Please print all of the rows below verbatim, keeping every line unchanged.

Stored data entries:
--- START ---

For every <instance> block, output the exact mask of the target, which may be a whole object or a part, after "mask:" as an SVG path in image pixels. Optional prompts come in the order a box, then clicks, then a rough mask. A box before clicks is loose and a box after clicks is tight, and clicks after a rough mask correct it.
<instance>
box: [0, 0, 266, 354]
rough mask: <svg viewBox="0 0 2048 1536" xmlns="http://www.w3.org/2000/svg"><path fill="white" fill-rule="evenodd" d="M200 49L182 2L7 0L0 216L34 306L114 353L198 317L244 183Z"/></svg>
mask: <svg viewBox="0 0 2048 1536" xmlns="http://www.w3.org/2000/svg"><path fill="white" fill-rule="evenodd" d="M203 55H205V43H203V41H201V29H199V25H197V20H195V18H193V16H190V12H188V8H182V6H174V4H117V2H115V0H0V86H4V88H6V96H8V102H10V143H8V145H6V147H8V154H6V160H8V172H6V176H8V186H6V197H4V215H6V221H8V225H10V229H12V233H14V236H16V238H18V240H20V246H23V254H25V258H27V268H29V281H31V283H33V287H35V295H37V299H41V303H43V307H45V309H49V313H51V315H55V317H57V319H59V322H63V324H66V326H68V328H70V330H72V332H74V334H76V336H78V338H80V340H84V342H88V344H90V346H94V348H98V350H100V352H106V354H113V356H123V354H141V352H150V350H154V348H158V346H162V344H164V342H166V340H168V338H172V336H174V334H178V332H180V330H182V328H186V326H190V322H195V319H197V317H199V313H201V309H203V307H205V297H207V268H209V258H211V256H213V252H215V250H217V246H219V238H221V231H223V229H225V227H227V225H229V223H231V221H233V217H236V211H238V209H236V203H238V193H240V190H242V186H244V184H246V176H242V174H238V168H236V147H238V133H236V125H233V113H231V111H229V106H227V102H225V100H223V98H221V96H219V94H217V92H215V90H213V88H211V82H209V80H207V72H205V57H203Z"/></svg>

--- END ---

Output for this exercise:
For every <instance> block, output the exact mask of the target, which may be a whole object or a part, after "mask:" as an SVG path in image pixels. Optional prompts come in the order a box, then clicks, then a rough mask. A box before clicks is loose and a box after clicks is tight, and clicks after a rough mask correct it.
<instance>
box: [0, 0, 266, 354]
rough mask: <svg viewBox="0 0 2048 1536" xmlns="http://www.w3.org/2000/svg"><path fill="white" fill-rule="evenodd" d="M200 49L182 2L7 0L0 216L34 306L114 353L198 317L244 183Z"/></svg>
mask: <svg viewBox="0 0 2048 1536" xmlns="http://www.w3.org/2000/svg"><path fill="white" fill-rule="evenodd" d="M203 55H205V43H203V41H201V29H199V25H197V20H195V18H193V16H190V12H188V8H182V6H174V4H117V2H115V0H0V86H4V88H6V96H8V102H10V143H8V145H6V147H8V154H6V160H8V172H6V176H8V186H6V197H4V215H6V221H8V225H10V229H12V233H14V236H16V238H18V240H20V246H23V254H25V258H27V268H29V281H31V283H33V287H35V295H37V299H41V303H43V307H45V309H49V313H51V315H55V317H57V319H59V322H63V324H66V326H68V328H70V330H72V332H74V334H76V336H78V338H80V340H84V342H88V344H90V346H94V348H98V350H100V352H106V354H113V356H123V354H141V352H150V350H154V348H158V346H162V344H164V342H166V340H168V338H172V336H174V334H178V332H180V330H182V328H186V326H190V322H195V319H197V317H199V313H201V309H203V307H205V297H207V268H209V258H211V256H213V252H215V250H217V246H219V238H221V231H223V229H225V227H227V225H229V223H231V221H233V217H236V211H238V209H236V203H238V193H240V190H242V186H244V184H246V176H242V174H238V168H236V147H238V133H236V125H233V113H231V111H229V106H227V102H225V100H223V98H221V96H219V94H217V92H215V90H213V88H211V82H209V80H207V72H205V57H203Z"/></svg>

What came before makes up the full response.